**Soal Latihan**
1. Dalam firman yang dikutip pada teks, sebutkan semua keadaan yang diawali kata "jika".
2. Menurut teks, siapa satu-satunya yang sungguh-sungguh berkuasa?

**Teks**
..........
Marilah kita berhenti sejenak.
Menekukkan kepala, menundukkan jiwa sembari membaca ayat Alloh ‘Azza wa Jalla. Dialah yang Menggenggam
Rahasia-rahasia. Dialah Tuhan yang mutlak kekuasaan-Nya. Selain Alloh, tak ada
yang sungguh-sungguh berkuasa. Tetapi, alangkah sering hati kita ciut oleh
mereka yang kekuasaannya semu.
Di hari-hari ketika airmata sudah mengering,
tetapi kesedihan belum hilang dan kesadaran masih belum sanggup menepis
kepanikan, marilah sejenak kita renungkan ketika Alloh ‘Azza wa Jalla berfirman:
Jika
kamu memperoleh kebaikan, niscaya mereka bersedih hati. Tetapi jika kamu
mendapat bencana, mereka bergembira karenanya. Jika kamu bersabar dan bertaqwa,
niscaya tipu daya mereka sedikit pun tidak mendatangkan kemudhorotan kepadamu.
..........
**Butir Tersedia**
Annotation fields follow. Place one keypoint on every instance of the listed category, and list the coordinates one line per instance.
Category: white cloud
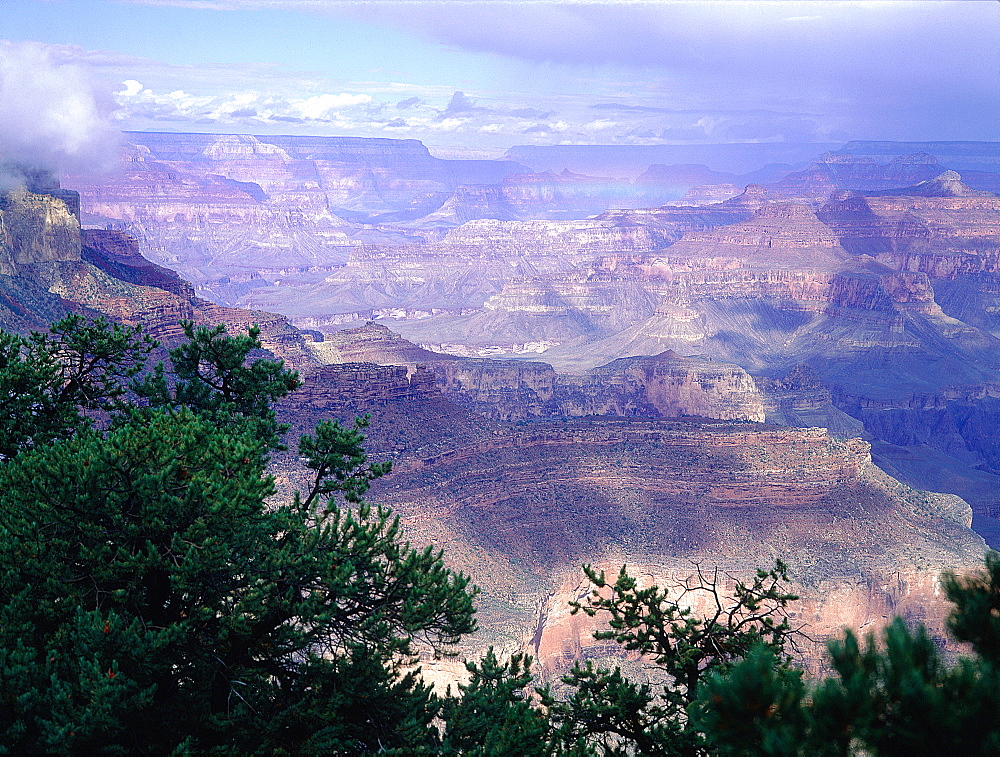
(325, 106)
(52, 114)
..........
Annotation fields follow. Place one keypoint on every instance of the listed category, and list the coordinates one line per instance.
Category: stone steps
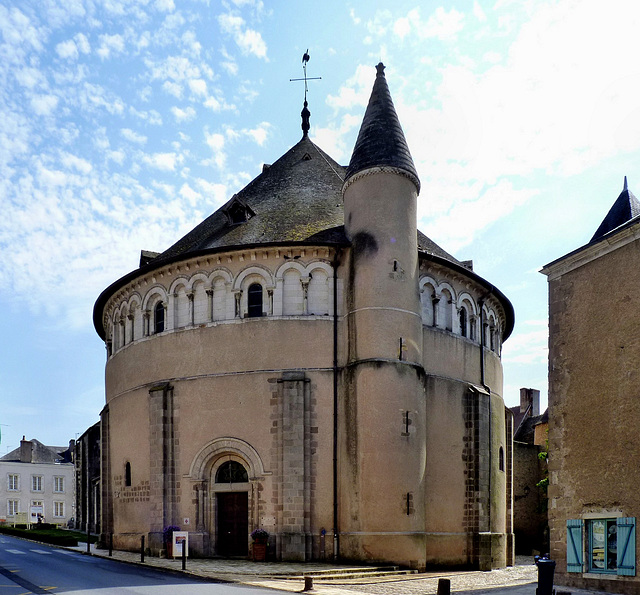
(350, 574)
..........
**Jawaban Tiap Soal**
1.
- memperoleh kebaikan
- mendapat bencana
- bersabar dan bertaqwa

2. Alloh adalah satu-satunya yang sungguh-sungguh berkuasa.